### Supplied passage ###

Fame!

In a post last month I mentioned how I’d been reading Geoffrey Chaucer’s The Book of the Duchess, and how it kicks off with a description of insomnia that felt on target for me 600 years later. But back in the fourteenth century people probably had a lot of the same problems with sleep as we do. Or maybe they had it worse. In any case, Chaucer was describing the sort of experience that everyone, even today, can relate to.

This month I was reading The House of Fame and several things about it struck me as very contemporary, albeit in a less direct way. It’s a dream vision, which means it’s set in a fantasy landscape that is meant to be read allegorically, and what’s surprising is that a lot of the allegory still works. The House of Fame itself, for example, is like a giant surveillance/data hub that gathers in everything that is said by anyone all over the world. The narrator is amazed when this system and how it operates is described to him. “I can’t believe it’s possible to hear all that,” he says, “even if Fame had all the informers in a country, and all the spies.” Fame isn’t just a passive recipient in his imagining, but something like a giant AI monitoring all of our social media traffic, and indeed all information on the move everywhere. It seems we’ve always been capable of imagining such a thing, only now it’s not only possible but we can measure and monetize the data that’s harvested on a granular level.

###

§ **Your tasks**
1. In the Chaucer post, what does the writer say the House of Fame itself is like?
2. Continue the Chaucer post from its final sentence.
The data after this point has no connection to the Chaucer post.

### Information shown ###

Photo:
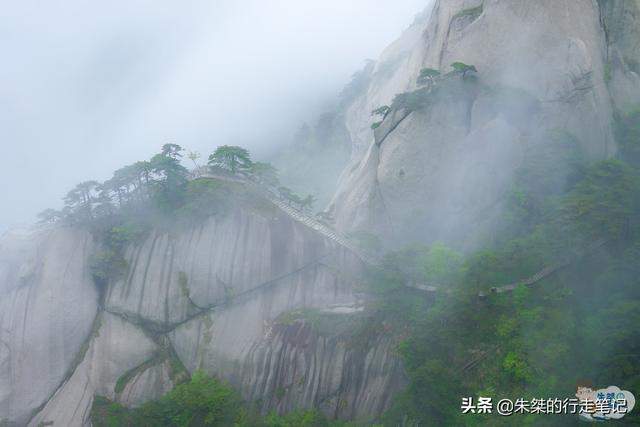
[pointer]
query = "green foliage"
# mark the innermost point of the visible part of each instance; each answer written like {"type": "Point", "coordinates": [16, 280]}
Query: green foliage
{"type": "Point", "coordinates": [231, 157]}
{"type": "Point", "coordinates": [171, 178]}
{"type": "Point", "coordinates": [472, 12]}
{"type": "Point", "coordinates": [265, 173]}
{"type": "Point", "coordinates": [463, 68]}
{"type": "Point", "coordinates": [604, 203]}
{"type": "Point", "coordinates": [427, 75]}
{"type": "Point", "coordinates": [532, 342]}
{"type": "Point", "coordinates": [208, 197]}
{"type": "Point", "coordinates": [627, 130]}
{"type": "Point", "coordinates": [413, 101]}
{"type": "Point", "coordinates": [381, 111]}
{"type": "Point", "coordinates": [310, 418]}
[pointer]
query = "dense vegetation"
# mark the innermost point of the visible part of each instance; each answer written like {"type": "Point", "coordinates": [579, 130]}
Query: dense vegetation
{"type": "Point", "coordinates": [162, 194]}
{"type": "Point", "coordinates": [534, 342]}
{"type": "Point", "coordinates": [539, 341]}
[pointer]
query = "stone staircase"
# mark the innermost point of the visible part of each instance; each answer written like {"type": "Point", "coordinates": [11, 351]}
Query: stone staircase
{"type": "Point", "coordinates": [296, 214]}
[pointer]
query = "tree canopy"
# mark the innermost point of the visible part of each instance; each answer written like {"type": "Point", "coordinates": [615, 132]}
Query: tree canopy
{"type": "Point", "coordinates": [231, 157]}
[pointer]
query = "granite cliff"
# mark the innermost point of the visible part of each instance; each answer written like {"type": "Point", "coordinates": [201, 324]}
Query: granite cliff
{"type": "Point", "coordinates": [261, 299]}
{"type": "Point", "coordinates": [443, 171]}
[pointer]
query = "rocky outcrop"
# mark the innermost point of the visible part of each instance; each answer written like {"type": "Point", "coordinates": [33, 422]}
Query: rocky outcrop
{"type": "Point", "coordinates": [174, 276]}
{"type": "Point", "coordinates": [621, 22]}
{"type": "Point", "coordinates": [48, 303]}
{"type": "Point", "coordinates": [443, 172]}
{"type": "Point", "coordinates": [294, 364]}
{"type": "Point", "coordinates": [206, 296]}
{"type": "Point", "coordinates": [116, 347]}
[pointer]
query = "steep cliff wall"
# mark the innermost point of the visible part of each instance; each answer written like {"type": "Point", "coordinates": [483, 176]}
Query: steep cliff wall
{"type": "Point", "coordinates": [47, 307]}
{"type": "Point", "coordinates": [443, 172]}
{"type": "Point", "coordinates": [207, 296]}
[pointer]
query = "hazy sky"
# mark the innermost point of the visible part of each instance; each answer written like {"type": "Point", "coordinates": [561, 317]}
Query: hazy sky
{"type": "Point", "coordinates": [87, 86]}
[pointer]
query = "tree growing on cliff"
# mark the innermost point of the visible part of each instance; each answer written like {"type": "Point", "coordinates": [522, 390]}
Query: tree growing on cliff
{"type": "Point", "coordinates": [231, 157]}
{"type": "Point", "coordinates": [265, 173]}
{"type": "Point", "coordinates": [381, 111]}
{"type": "Point", "coordinates": [79, 200]}
{"type": "Point", "coordinates": [171, 176]}
{"type": "Point", "coordinates": [427, 75]}
{"type": "Point", "coordinates": [463, 68]}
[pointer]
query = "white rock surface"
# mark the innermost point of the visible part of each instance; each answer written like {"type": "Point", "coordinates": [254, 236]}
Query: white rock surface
{"type": "Point", "coordinates": [552, 51]}
{"type": "Point", "coordinates": [117, 347]}
{"type": "Point", "coordinates": [222, 258]}
{"type": "Point", "coordinates": [47, 305]}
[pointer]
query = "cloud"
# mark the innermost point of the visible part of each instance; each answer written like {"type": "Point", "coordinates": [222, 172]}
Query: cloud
{"type": "Point", "coordinates": [87, 87]}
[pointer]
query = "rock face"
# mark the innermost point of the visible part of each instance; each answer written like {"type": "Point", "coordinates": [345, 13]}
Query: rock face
{"type": "Point", "coordinates": [443, 171]}
{"type": "Point", "coordinates": [47, 305]}
{"type": "Point", "coordinates": [293, 365]}
{"type": "Point", "coordinates": [240, 295]}
{"type": "Point", "coordinates": [115, 347]}
{"type": "Point", "coordinates": [206, 296]}
{"type": "Point", "coordinates": [241, 256]}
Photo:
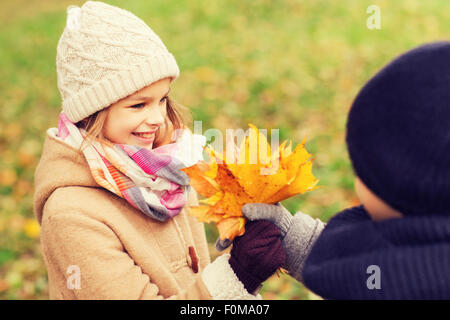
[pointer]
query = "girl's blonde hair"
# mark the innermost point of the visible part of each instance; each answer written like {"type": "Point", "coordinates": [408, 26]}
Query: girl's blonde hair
{"type": "Point", "coordinates": [178, 117]}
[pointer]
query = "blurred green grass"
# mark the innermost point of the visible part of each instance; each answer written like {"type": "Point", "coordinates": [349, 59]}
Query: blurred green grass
{"type": "Point", "coordinates": [289, 65]}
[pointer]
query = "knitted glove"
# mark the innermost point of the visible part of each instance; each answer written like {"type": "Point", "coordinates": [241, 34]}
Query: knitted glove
{"type": "Point", "coordinates": [257, 254]}
{"type": "Point", "coordinates": [298, 232]}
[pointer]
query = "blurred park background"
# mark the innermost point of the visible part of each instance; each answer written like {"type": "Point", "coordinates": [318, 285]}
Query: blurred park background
{"type": "Point", "coordinates": [291, 65]}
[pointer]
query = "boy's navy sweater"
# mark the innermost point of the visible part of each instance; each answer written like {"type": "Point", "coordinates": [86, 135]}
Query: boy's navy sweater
{"type": "Point", "coordinates": [412, 253]}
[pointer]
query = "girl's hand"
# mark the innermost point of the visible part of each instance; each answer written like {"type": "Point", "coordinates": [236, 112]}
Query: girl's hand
{"type": "Point", "coordinates": [257, 254]}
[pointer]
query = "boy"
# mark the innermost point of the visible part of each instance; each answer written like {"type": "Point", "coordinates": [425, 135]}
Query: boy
{"type": "Point", "coordinates": [396, 245]}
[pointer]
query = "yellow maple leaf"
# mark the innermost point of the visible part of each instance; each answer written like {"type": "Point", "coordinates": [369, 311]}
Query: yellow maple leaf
{"type": "Point", "coordinates": [255, 174]}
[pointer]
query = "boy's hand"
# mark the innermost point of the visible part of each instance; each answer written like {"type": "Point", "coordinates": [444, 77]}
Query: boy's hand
{"type": "Point", "coordinates": [257, 254]}
{"type": "Point", "coordinates": [298, 232]}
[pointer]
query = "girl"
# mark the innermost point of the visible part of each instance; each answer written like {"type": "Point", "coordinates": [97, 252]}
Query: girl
{"type": "Point", "coordinates": [109, 193]}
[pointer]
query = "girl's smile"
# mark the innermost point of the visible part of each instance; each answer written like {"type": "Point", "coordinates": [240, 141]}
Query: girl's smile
{"type": "Point", "coordinates": [138, 118]}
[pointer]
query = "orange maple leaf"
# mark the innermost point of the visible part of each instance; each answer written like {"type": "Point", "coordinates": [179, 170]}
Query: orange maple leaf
{"type": "Point", "coordinates": [248, 174]}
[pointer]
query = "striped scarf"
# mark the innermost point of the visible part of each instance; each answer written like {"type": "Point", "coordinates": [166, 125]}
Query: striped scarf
{"type": "Point", "coordinates": [150, 180]}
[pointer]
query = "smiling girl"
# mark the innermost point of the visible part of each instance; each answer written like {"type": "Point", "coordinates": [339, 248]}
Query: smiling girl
{"type": "Point", "coordinates": [109, 193]}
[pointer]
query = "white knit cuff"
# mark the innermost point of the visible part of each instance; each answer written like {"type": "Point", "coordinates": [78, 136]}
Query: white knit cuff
{"type": "Point", "coordinates": [222, 282]}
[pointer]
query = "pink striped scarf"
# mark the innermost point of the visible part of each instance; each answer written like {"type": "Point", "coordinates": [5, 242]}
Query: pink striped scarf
{"type": "Point", "coordinates": [150, 180]}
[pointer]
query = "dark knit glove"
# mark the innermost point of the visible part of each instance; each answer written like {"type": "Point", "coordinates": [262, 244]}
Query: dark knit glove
{"type": "Point", "coordinates": [298, 232]}
{"type": "Point", "coordinates": [257, 254]}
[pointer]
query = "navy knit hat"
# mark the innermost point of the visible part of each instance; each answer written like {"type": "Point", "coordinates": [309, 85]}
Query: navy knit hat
{"type": "Point", "coordinates": [398, 131]}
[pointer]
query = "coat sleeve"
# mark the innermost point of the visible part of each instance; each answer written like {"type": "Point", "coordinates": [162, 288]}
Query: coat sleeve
{"type": "Point", "coordinates": [90, 247]}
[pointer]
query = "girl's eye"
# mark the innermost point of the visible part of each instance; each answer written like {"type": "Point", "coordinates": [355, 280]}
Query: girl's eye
{"type": "Point", "coordinates": [138, 106]}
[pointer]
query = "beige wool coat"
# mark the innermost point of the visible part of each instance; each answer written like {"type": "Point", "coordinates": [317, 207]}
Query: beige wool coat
{"type": "Point", "coordinates": [97, 246]}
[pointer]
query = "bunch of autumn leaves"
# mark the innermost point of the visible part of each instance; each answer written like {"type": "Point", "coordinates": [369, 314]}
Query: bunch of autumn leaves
{"type": "Point", "coordinates": [251, 173]}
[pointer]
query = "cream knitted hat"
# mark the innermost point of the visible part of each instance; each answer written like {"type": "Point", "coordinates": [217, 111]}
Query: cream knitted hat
{"type": "Point", "coordinates": [105, 54]}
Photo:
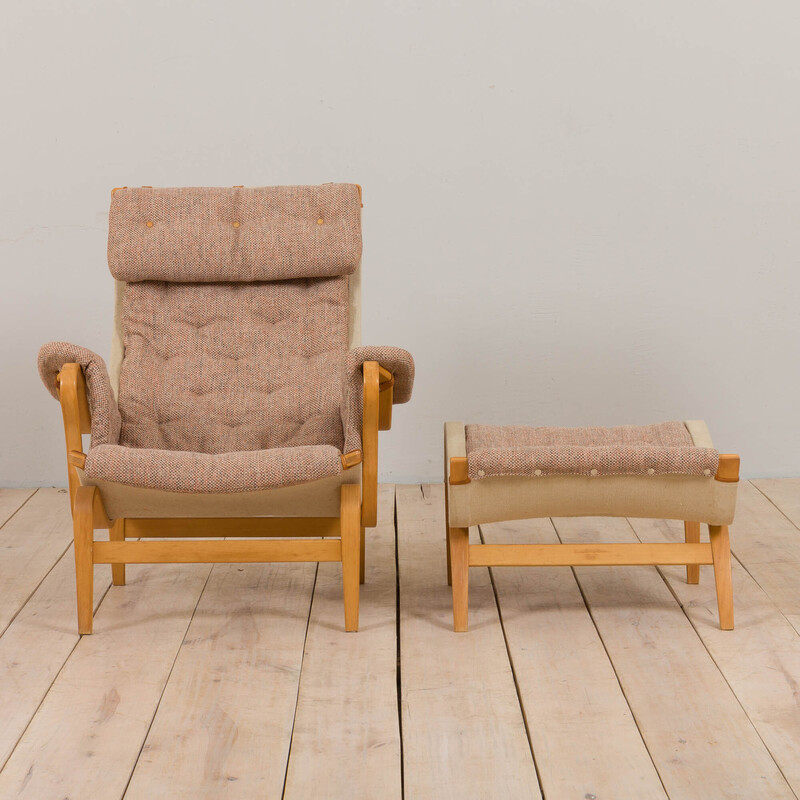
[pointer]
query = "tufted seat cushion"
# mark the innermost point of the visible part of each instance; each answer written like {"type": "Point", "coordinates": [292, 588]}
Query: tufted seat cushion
{"type": "Point", "coordinates": [203, 473]}
{"type": "Point", "coordinates": [666, 448]}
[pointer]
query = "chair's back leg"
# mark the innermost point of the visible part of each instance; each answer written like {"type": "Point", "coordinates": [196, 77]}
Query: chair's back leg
{"type": "Point", "coordinates": [721, 553]}
{"type": "Point", "coordinates": [692, 533]}
{"type": "Point", "coordinates": [351, 552]}
{"type": "Point", "coordinates": [116, 533]}
{"type": "Point", "coordinates": [83, 529]}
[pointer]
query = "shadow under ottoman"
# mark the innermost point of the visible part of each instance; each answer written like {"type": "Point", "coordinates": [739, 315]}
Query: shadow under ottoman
{"type": "Point", "coordinates": [665, 471]}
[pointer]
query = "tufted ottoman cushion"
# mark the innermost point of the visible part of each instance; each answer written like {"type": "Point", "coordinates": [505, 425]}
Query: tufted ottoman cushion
{"type": "Point", "coordinates": [662, 449]}
{"type": "Point", "coordinates": [663, 471]}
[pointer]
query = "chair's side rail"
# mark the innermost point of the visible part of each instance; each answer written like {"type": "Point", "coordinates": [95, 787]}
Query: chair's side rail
{"type": "Point", "coordinates": [77, 420]}
{"type": "Point", "coordinates": [369, 445]}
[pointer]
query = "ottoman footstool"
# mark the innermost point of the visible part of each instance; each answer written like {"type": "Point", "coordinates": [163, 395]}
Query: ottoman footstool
{"type": "Point", "coordinates": [665, 471]}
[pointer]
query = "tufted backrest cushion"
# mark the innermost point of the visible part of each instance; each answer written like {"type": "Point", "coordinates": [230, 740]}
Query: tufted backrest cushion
{"type": "Point", "coordinates": [234, 234]}
{"type": "Point", "coordinates": [217, 368]}
{"type": "Point", "coordinates": [233, 336]}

###

§ **Answers by task**
1. A giant surveillance/data hub that gathers in everything said by anyone all over the world.

2.
Then there’s the pursuit of fame itself. Today I think we see “fame” and “celebrity” as pretty much being synonyms, and I actually don’t think that’s too far off where things were in Chaucer’s day (the word “celebrity,” in slightly different spelling, may have even first appeared in English in Chaucer’s translation of Boethius). As The House of Fame makes clear, fame is a fickle goddess and you have no idea what’s going to give rise to it, how accurately it will reflect anything real, or how long it will last. Fame could be merit-based, but just as easily be mere rumour or gossip. But people of all types still clamour for it, and in the poem Fame is appealed to by various suitors. One of these struck me as representing the modern notion that any kind of news coverage is good for you. Don’t worry about what’s being said, just count the column inches.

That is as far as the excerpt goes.